• _Provided records_
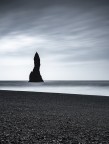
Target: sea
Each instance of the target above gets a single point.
(100, 88)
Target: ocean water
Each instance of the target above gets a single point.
(70, 87)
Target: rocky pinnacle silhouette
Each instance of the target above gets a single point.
(35, 74)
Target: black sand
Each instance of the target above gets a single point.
(44, 118)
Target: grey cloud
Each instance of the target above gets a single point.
(75, 30)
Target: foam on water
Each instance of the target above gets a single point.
(70, 87)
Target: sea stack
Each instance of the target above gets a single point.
(35, 74)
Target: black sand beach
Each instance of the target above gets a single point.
(44, 118)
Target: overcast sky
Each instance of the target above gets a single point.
(71, 37)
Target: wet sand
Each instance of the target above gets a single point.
(47, 118)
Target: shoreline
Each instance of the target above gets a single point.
(37, 117)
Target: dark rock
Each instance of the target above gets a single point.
(35, 74)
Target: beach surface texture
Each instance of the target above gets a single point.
(47, 118)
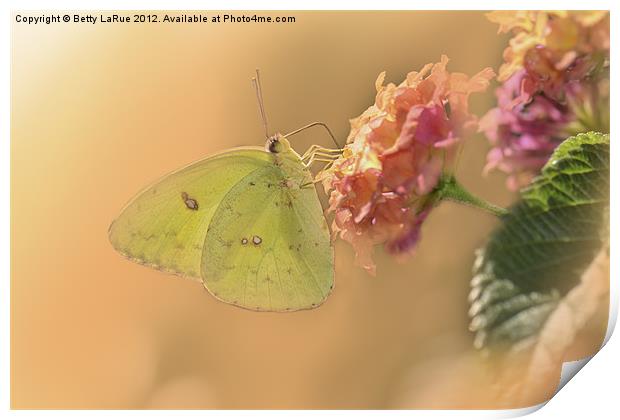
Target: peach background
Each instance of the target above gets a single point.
(99, 111)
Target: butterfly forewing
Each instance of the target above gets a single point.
(165, 225)
(268, 246)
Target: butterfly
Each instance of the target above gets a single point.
(247, 222)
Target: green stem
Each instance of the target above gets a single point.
(449, 189)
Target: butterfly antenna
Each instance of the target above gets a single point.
(322, 124)
(261, 105)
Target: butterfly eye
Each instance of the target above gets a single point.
(274, 145)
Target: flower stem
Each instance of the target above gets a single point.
(449, 189)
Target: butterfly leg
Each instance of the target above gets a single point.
(316, 147)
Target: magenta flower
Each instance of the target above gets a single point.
(556, 84)
(381, 187)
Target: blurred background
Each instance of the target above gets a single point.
(100, 111)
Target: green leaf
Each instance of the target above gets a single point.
(544, 245)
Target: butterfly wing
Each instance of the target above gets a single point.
(268, 247)
(165, 225)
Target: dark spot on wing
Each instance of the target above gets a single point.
(190, 203)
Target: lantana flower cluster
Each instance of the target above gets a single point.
(555, 84)
(381, 187)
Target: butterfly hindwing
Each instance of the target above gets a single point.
(268, 246)
(165, 225)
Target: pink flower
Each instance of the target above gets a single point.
(556, 84)
(381, 187)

• _Problem details_
The data above needs to be retyped exactly, with the images left out.

• _Written response_
Target: sea
Each instance of the target above gets a single point.
(100, 88)
Target: ocean water
Each instance of the target above gets a single point.
(70, 87)
Target: rocky pinnacle silhouette
Each instance of the target above gets a single point.
(35, 74)
Target: black sand
Each instance of the target above gets a single point.
(44, 118)
Target: grey cloud
Each instance of the target above gets a single point.
(75, 30)
Target: foam on water
Each instance of the target above gets a single point.
(70, 87)
Target: sea stack
Each instance of the target above gets a single point.
(35, 74)
Target: black sand beach
Each instance of the target above gets a single point.
(44, 118)
Target: overcast sky
Each instance of the target above gets a single point.
(71, 37)
Target: wet sand
Each instance of the target above gets a single point.
(47, 118)
Target: shoreline
Each instance of the target above gets a single point.
(37, 117)
Target: dark rock
Each instance of the target above gets a single point.
(35, 74)
Target: beach surface texture
Each instance of the target above gets a single point.
(47, 118)
Target: peach background
Each instance of the target above gets a single point.
(99, 111)
Target: butterfly forewing
Each instance of the target above gets a single point.
(165, 225)
(268, 246)
Target: butterfly
Each instance of the target above gets a single point.
(247, 222)
Target: green stem
Each instance of the target above gets a single point.
(449, 189)
Target: butterfly antenna
Each instance of the target above gets a single point.
(322, 124)
(261, 105)
Target: butterfly eye
Each instance of the target above gets a single point.
(274, 145)
Target: flower stem
Each instance of the target above gets a single point.
(449, 189)
Target: butterfly leg
Each instance of the target above gets a single point.
(316, 147)
Target: magenta flower
Each instance of the target above gets a single point.
(556, 84)
(381, 187)
Target: blurred background
Each instance of the target above gets a single point.
(100, 111)
Target: green leaf
Each instance of the target above gets a single point.
(544, 245)
Target: butterfly wing
Each instance of the target above gets a single point.
(268, 247)
(165, 225)
Target: dark spot on wing
Each instance of the target above gets a single point.
(190, 203)
Target: lantana flower cluster
Each instance of the target above gets a single point.
(555, 84)
(381, 187)
Target: butterfly hindwing
Each instance of the target above gets a single point.
(268, 246)
(165, 225)
Target: pink flower
Each instance of the target above gets a single point.
(556, 84)
(381, 187)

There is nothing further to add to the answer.